____ Textabschnitt
Jamshid Sharmahd im Iran hingerichtet - Entsetzen auch im Norden
Nach der Hinrichtung des Deutsch-Iraners Jamshid Sharmahd im Iran herrscht auch in Norddeutschland Entsetzen. In Niedersachsen, wo Sharmahd früher lebte, übte der Flüchtlingsrat scharfe Kritik an der Bundesregierung.
Das Auswärtige Amt bestellte am Dienstag den Leiter der iranischen Botschaft in Berlin ein. Außenministerin Annalena Baerbock (Grüne) beorderte anschließend den deutschen Botschafter in Teheran nach Berlin zurück. Bundeskanzler Olaf Scholz (SPD) nannte Sharmahds Hinrichtung in einem Post auf der Plattform X einen "Skandal".
Flüchtlingsrat Niedersachsen: Sharmahd "kaum je erwähnt"
Der Flüchtlingsrat Niedersachsen kritisierte die Bundesregierung scharf. Wie auch Sharmahds in den USA lebende Tochter Gazelle warf die Organisation der deutschen Politik fehlendes Engagement vor: "Wir können nicht beurteilen, ob die Bundesregierung, wie sie behauptet, sich in 'stiller Diplomatie' nachdrücklich für das Überleben von Jamshid Sharmahd eingesetzt hat. Es ist aber augenfällig, dass diese Strategie nicht aufgegangen ist: Während Frankreich lautstark von 'Staatsgeiseln' sprach und seine Landsleute so überwiegend frei bekam, wurde Jamshid Sharmahd in öffentlichen Stellungnahmen der Bundesregierung kaum je erwähnt", schrieb Geschäftsführer Kai Weber in einer Stellungnahme für den NDR.
________
## Erforderliche Schritte
- 1) Übertragen Sie diesen Satz aus dem Text über die Hinrichtung Jamshid Sharmahds ins Englische: „Das Auswärtige Amt bestellte am Dienstag den Leiter der iranischen Botschaft in Berlin ein.“
- 2) Führen Sie den Text über die Hinrichtung Jamshid Sharmahds im Anschluss an seinen letzten Satz fort.
____ Daten
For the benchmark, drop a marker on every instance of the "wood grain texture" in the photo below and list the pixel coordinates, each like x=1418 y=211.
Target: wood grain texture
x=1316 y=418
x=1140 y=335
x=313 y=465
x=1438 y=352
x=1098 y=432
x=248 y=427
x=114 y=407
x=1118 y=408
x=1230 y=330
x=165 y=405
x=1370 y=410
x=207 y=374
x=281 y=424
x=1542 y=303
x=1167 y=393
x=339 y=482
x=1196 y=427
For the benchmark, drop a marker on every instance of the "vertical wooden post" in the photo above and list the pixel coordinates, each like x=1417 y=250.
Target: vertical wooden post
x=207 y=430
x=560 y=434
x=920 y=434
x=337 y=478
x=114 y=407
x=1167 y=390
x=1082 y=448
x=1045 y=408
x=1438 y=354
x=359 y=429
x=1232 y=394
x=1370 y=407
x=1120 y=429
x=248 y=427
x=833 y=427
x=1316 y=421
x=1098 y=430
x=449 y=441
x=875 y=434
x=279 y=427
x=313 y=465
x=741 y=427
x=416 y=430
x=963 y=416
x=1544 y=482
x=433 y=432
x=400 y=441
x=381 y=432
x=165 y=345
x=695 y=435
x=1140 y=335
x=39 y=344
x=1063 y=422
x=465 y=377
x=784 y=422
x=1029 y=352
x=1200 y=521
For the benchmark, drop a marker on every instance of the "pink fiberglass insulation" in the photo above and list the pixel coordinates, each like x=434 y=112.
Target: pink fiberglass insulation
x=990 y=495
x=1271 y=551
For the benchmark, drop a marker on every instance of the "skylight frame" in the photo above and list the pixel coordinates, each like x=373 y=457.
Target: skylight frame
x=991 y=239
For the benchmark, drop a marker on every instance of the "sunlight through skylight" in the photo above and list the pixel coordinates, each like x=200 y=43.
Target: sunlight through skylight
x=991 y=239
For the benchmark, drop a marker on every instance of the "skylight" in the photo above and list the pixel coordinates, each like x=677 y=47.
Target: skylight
________
## Antworten je Aufgabe
- 1) On Tuesday, the Federal Foreign Office summoned the head of the Iranian embassy in Berlin.

- 2)
Auch Hamburgs Grüne-Parteichefin und gebürtige Iranerin, Maryam Blumenthal, stellte die diplomatischen Bemühungen der Bundesregierung in Frage, nicht dass sie stattgefunden hätten, aber: "Er wurde hingerichtet und damit ist das Schlimmste eingetreten, was eintreten konnte. Dann stellt sich doch tatsächlich die Frage, ob diese diplomatischen Bemühungen im Hintergrund tatsächlich die zielführenden sind", sagte Blumenthal dem Hamburg Journal.
Weber: "Schändliches" Handelsvolumen mit dem Iran
Der lautstarke Protest jetzt aus Berlin kommt laut Flüchtlingsrat zu spät. Auch die Einbestellung des Botschafters reiche als symbolischer Akt nicht aus. "Die Bundesregierung könnte dem Beispiel Kanadas folgen und die iranischen Revolutionsgarden zur Terrororganisation erklären, zumindest aber der Initiative Schwedens beitreten, das vor zwei Wochen einen entsprechenden Schritt von der EU gefordert hat", schlug Weber vor.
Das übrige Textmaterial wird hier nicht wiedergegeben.